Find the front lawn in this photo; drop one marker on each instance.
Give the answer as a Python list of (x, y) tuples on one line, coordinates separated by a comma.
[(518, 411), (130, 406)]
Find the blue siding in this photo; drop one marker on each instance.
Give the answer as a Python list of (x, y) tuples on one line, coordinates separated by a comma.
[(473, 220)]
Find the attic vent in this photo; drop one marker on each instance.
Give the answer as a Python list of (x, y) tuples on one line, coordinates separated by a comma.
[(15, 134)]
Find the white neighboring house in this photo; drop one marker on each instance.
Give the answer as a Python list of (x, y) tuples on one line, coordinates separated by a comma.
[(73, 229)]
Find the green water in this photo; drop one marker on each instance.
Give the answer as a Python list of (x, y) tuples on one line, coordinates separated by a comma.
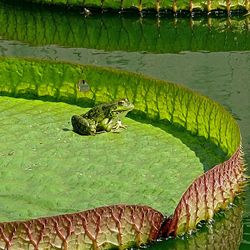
[(222, 75)]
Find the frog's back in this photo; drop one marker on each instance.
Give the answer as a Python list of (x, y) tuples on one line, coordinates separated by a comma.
[(99, 112)]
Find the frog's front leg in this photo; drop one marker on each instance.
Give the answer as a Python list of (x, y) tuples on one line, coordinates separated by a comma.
[(83, 126), (118, 125)]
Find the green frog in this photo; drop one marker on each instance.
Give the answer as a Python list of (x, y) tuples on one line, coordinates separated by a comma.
[(102, 118)]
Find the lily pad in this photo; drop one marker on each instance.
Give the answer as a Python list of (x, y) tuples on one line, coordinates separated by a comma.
[(58, 171), (173, 136)]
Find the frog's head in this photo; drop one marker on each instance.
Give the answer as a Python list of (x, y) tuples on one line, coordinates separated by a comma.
[(122, 107)]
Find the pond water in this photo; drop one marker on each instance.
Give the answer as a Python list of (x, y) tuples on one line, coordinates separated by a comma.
[(222, 75)]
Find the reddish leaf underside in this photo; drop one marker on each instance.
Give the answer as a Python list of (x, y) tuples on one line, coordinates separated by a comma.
[(118, 226), (209, 193)]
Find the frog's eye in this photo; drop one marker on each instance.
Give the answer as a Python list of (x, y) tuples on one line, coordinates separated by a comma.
[(121, 102)]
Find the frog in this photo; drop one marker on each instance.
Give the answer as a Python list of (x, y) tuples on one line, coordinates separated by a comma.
[(102, 118)]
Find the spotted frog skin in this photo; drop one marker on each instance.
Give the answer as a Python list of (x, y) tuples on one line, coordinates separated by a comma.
[(102, 118)]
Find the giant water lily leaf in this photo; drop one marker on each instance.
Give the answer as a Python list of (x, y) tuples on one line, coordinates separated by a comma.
[(67, 172), (173, 137), (112, 32)]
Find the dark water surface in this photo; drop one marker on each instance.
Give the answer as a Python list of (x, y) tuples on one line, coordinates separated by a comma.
[(223, 76)]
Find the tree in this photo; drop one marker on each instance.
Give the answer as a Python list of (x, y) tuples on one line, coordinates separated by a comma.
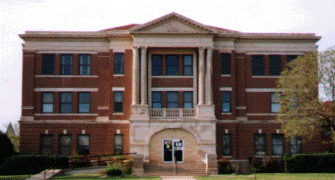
[(302, 113)]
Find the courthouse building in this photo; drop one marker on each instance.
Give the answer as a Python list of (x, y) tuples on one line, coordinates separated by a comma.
[(171, 87)]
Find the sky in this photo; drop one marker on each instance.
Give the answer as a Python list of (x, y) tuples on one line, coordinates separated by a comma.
[(271, 16)]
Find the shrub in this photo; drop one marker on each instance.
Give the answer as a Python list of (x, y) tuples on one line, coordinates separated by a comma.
[(266, 165), (32, 164), (114, 170), (225, 167), (310, 163)]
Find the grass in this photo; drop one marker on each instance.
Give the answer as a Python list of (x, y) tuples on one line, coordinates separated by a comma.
[(16, 177), (274, 176), (100, 176)]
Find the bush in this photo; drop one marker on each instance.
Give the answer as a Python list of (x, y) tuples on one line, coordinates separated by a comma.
[(266, 165), (114, 170), (310, 163), (32, 164), (225, 167)]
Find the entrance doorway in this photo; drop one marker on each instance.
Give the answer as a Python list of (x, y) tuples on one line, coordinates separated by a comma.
[(173, 148)]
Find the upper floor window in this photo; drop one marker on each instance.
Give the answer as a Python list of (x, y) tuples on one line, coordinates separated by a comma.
[(275, 102), (277, 144), (66, 66), (188, 65), (66, 102), (84, 101), (225, 101), (260, 144), (118, 143), (156, 100), (47, 102), (65, 145), (118, 63), (118, 101), (46, 144), (275, 65), (188, 99), (157, 65), (225, 64), (48, 64), (84, 64), (226, 145), (83, 145), (257, 65), (172, 100), (295, 145), (172, 64)]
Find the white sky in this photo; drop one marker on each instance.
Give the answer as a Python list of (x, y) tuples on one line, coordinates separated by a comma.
[(18, 16)]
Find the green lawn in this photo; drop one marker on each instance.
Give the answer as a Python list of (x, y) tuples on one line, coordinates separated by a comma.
[(16, 177), (99, 176), (274, 176)]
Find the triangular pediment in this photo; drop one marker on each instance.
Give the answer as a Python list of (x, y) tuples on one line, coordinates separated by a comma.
[(172, 24)]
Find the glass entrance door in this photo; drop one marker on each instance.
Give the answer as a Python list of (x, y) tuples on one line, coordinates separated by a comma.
[(173, 148)]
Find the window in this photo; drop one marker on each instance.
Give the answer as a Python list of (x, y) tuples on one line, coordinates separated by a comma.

• YOUR TASK
Format the records from their first line through the line containing "[(99, 112)]", both included, as a Markdown table with the columns Row and Line, giving each line a numbered row and skipping blank lines. Leave the pictures out.

• RESPONSE FOR THIS EXERCISE
| Row | Line |
|---|---|
| 1 | Find the front lawn in this photo; drop one marker on each instance. |
| 2 | Give the answer as a Python list of (x, y) tuples on one line, coordinates separated by a comma. |
| 3 | [(518, 411), (130, 406)] |
| 4 | Find the blue siding in this photo; drop one marker on each instance. |
| 5 | Give the answer as a Python list of (x, y) tuples on one line, coordinates separated by a comma. |
| 6 | [(473, 220)] |
| 7 | Find the attic vent in this photo; drop one marker on each instance. |
| 8 | Give the answer as a Python list of (x, y) tuples on one line, coordinates separated by a comma. |
| 9 | [(15, 134)] |
| 10 | Find the white neighboring house in this photo; drop one marker on each instance. |
| 11 | Give the answer as a Python list of (x, y) tuples on one line, coordinates separated by a comma. |
| 12 | [(73, 229)] |
| 13 | Find the green water in this photo; drop one marker on each instance. |
| 14 | Give the answer as a Python list of (x, y) tuples on one line, coordinates separated by a comma. |
| 15 | [(222, 75)] |
| 16 | Find the frog's back in this photo; drop one marker on each instance. |
| 17 | Give the answer as a Python list of (x, y) tuples on one line, coordinates separated by a comma. |
| 18 | [(99, 112)] |